(Task prompt)
In the listing below, the answer starts at the line that has "the railway rail" and stops after the line that has "Annotation task — identify one point per instance of the lamp"; please repeat that part exactly and nothing more.

(Records to use)
★ ★ ★ ★ ★ ★ ★

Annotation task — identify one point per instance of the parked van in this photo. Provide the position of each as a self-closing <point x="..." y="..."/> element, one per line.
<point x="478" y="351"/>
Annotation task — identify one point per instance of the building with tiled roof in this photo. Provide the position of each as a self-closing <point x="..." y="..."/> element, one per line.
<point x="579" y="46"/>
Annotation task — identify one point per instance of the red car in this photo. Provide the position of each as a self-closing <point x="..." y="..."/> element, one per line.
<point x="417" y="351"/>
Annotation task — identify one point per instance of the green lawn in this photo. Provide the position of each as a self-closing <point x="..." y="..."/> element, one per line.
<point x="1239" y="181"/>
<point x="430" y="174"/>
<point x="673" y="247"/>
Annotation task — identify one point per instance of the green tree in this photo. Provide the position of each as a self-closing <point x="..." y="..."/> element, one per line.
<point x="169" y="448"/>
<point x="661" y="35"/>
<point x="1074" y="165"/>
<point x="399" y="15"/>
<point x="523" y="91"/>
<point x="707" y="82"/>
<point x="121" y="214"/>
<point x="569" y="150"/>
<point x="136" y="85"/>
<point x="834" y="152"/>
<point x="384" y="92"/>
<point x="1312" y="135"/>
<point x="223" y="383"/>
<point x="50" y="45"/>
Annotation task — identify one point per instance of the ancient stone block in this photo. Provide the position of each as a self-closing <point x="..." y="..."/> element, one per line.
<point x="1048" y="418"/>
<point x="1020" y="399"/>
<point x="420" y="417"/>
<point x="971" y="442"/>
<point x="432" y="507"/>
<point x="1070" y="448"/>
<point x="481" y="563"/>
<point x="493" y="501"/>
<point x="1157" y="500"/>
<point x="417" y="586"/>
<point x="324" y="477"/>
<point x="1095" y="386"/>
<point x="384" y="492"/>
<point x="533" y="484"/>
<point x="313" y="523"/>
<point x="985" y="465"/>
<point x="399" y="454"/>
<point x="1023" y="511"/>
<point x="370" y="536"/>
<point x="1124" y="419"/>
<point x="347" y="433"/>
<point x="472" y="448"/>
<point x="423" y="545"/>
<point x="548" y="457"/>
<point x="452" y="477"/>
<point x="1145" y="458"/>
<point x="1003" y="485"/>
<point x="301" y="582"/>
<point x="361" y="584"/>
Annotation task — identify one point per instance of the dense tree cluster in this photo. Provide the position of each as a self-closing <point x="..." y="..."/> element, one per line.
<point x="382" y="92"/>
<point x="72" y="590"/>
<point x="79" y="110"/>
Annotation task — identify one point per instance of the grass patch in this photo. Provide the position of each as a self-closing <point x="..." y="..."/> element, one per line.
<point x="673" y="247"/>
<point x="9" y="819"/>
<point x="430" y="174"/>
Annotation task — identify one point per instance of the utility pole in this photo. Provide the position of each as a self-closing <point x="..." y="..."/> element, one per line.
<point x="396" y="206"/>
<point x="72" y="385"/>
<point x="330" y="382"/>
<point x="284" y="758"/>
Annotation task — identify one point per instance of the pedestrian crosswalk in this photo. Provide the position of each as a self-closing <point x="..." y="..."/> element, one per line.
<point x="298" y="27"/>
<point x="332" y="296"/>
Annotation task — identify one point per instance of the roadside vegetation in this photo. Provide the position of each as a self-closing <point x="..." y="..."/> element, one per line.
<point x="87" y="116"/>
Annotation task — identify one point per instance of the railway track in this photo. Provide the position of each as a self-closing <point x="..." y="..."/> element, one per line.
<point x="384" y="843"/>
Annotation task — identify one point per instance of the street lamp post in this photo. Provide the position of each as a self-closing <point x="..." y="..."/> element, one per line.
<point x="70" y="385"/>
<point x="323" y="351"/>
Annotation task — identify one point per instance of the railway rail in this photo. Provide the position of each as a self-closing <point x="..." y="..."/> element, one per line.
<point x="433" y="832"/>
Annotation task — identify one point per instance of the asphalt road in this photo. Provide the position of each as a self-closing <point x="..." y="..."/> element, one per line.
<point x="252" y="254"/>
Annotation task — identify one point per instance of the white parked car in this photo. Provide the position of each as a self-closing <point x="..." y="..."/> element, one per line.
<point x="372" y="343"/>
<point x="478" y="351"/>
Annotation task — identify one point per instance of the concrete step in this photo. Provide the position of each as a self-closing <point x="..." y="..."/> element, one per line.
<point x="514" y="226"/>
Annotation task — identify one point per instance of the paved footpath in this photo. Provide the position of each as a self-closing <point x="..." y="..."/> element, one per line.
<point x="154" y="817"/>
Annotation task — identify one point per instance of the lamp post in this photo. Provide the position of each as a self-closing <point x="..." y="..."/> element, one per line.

★ ★ ★ ★ ★ ★ ★

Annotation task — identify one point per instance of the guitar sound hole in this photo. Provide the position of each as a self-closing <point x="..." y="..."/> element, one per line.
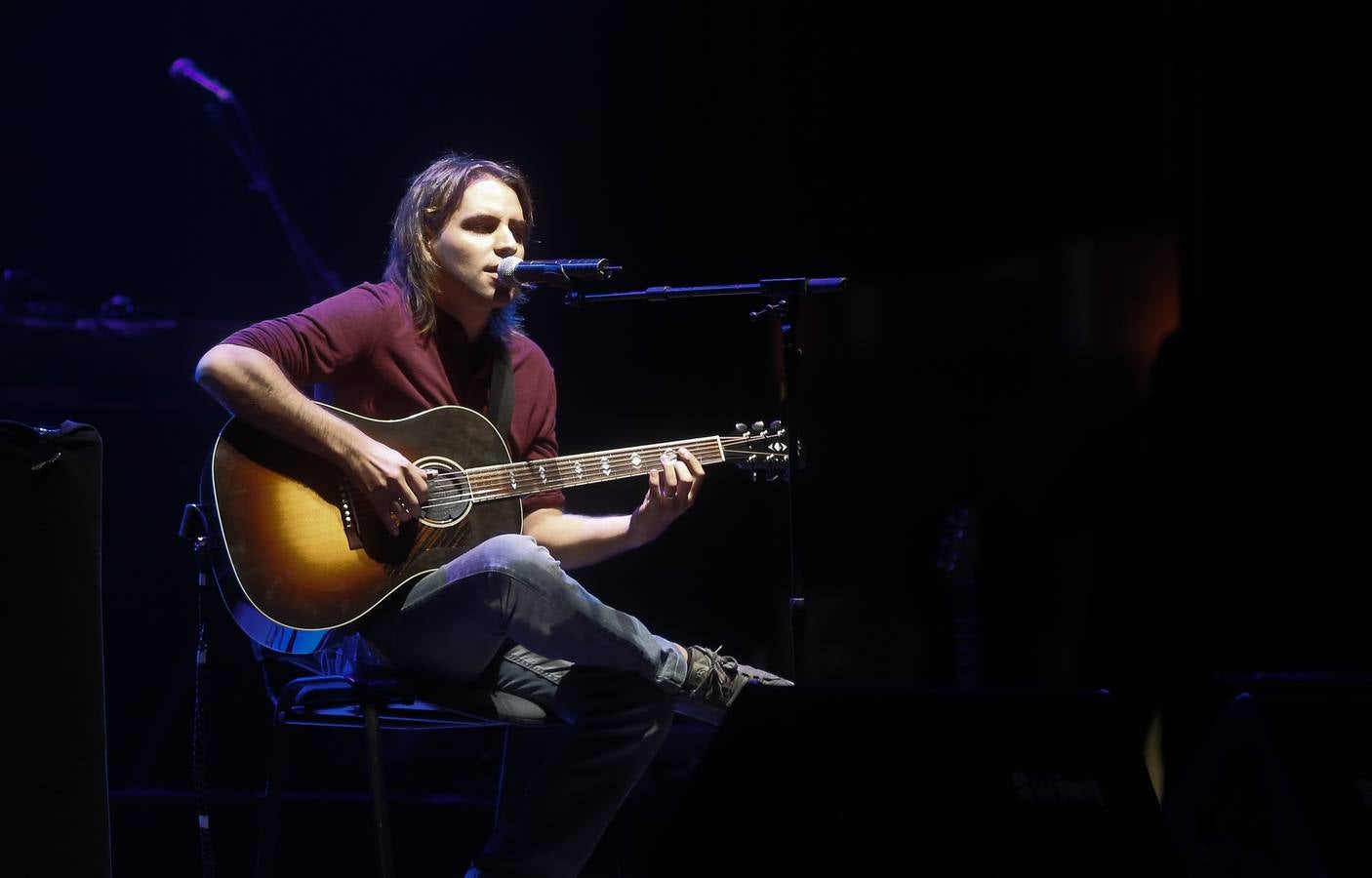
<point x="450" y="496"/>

★ ★ ★ ★ ★ ★ ★

(Response area)
Annotation task — identify one point per instance of the railway rail in this photo. Provide the position of each as a self-closing <point x="..." y="..."/> element, one per line.
<point x="433" y="832"/>
Annotation task — identify one point per instance of the asphalt road in this photo. Provide the position of each as a self-closing <point x="..." y="..."/> element, one per line.
<point x="252" y="254"/>
Annotation task — identify one point per instance of the white parked car in this photo. Provide the position of each as a self-closing <point x="..." y="..."/> element, one per line.
<point x="372" y="343"/>
<point x="478" y="351"/>
Annotation task — identify one point per instance of the concrete step in this photo. Provide the position of each as a self-closing <point x="..." y="..."/> element, one per line.
<point x="514" y="226"/>
Annotation task — identify one point per instance of the paved footpath in this photo. Provide the position of each as a self-closing <point x="..." y="..."/> element, one per line.
<point x="154" y="817"/>
Annotation task — identify one point per instance of the lamp post in this photo. Provide the position of each as a self-closing <point x="..." y="..."/> element, one per line.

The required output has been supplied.